## Exercise
Find how many lines below hold "approximate", and give that number as the entire answer.

---------- Record excerpts ----------

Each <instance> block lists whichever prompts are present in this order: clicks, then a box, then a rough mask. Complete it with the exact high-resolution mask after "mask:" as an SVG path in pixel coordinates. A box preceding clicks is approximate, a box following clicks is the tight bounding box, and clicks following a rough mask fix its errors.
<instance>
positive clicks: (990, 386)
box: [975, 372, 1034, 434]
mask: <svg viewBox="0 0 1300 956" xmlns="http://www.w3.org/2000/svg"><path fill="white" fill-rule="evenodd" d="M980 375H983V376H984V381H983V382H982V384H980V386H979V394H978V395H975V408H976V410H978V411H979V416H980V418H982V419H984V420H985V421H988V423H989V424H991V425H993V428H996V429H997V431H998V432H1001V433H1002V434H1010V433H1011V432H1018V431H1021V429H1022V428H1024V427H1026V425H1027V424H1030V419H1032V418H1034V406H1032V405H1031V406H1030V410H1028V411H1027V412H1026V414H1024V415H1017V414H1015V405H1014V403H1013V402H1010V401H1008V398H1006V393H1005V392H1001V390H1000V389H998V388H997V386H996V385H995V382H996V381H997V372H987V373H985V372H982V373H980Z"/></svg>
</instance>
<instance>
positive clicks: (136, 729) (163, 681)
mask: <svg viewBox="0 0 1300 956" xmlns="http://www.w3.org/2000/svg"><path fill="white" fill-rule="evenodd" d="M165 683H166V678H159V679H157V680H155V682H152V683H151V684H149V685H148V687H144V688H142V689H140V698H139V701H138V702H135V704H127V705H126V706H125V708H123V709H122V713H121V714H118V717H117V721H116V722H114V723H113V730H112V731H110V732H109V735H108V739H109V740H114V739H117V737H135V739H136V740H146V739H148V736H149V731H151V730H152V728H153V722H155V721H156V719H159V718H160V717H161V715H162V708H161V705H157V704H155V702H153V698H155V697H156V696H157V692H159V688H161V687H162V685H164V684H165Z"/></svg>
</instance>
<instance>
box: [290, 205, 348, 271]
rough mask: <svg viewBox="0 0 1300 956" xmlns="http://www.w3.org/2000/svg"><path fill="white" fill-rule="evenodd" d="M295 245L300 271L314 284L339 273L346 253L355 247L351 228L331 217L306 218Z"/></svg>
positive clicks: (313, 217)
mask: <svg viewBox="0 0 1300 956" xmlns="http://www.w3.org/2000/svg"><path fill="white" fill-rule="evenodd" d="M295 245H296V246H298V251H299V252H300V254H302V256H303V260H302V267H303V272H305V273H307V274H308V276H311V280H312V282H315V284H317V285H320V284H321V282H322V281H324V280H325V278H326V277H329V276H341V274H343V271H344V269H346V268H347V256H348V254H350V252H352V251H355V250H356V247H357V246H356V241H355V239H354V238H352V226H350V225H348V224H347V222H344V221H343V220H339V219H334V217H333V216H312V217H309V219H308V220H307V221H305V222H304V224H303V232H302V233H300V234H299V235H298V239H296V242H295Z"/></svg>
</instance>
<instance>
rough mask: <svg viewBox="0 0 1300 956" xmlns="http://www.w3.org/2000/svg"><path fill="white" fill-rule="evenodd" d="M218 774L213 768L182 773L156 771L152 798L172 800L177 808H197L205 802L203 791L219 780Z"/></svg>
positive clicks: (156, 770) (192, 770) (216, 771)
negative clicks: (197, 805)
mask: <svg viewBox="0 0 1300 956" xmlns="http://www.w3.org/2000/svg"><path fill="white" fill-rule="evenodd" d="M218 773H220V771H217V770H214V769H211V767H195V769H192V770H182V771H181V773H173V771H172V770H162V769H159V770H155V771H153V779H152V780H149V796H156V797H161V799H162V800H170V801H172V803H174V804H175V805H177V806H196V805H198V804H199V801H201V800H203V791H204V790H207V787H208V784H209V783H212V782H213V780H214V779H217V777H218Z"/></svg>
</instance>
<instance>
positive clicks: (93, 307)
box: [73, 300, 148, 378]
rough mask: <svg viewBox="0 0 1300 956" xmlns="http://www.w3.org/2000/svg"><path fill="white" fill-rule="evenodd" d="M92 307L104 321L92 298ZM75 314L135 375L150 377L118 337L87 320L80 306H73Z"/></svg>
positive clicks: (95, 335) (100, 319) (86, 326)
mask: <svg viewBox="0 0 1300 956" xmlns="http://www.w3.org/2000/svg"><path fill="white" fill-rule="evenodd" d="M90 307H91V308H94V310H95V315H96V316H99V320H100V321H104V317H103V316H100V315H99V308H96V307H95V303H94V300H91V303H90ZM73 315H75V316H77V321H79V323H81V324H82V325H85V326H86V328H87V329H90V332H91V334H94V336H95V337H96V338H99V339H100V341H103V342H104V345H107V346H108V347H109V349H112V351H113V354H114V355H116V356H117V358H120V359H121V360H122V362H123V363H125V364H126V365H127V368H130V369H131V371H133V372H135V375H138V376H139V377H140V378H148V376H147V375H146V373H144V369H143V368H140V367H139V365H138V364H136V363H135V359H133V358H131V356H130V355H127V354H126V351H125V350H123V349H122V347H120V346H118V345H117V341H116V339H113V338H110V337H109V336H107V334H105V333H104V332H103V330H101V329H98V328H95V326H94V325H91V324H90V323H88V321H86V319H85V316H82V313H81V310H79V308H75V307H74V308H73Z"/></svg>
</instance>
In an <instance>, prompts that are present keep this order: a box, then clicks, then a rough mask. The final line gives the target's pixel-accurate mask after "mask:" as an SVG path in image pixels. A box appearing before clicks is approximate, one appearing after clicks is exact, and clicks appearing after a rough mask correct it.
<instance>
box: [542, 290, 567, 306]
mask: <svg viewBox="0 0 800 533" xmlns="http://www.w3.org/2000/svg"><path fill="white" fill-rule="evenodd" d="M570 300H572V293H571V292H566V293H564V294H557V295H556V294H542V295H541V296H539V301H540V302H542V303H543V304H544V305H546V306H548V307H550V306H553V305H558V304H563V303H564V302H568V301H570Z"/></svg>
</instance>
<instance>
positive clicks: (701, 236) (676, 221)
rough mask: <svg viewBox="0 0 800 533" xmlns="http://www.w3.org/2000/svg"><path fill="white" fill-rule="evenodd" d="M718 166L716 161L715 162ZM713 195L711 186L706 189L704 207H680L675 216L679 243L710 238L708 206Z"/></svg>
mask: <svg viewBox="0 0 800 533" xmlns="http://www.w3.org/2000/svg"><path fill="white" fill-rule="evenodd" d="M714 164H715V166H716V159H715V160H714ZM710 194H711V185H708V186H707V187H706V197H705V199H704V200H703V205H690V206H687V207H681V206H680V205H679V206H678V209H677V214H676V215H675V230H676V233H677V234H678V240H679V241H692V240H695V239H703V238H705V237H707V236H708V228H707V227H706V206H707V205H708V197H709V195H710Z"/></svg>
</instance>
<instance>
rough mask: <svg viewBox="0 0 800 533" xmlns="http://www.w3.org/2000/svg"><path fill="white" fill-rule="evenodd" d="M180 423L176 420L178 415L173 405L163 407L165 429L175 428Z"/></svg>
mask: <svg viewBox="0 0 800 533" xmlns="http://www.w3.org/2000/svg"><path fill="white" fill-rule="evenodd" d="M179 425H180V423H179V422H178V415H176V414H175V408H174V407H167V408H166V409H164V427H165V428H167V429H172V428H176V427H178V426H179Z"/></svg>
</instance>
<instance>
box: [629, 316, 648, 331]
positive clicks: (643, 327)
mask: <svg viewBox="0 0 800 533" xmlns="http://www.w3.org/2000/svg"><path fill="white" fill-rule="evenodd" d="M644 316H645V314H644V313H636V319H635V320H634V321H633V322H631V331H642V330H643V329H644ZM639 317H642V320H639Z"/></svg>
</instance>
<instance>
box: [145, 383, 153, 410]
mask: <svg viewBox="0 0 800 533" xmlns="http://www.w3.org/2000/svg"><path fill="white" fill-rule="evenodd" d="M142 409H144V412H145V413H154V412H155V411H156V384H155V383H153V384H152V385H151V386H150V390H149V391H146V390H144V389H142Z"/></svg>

----------

## Result of this exercise
2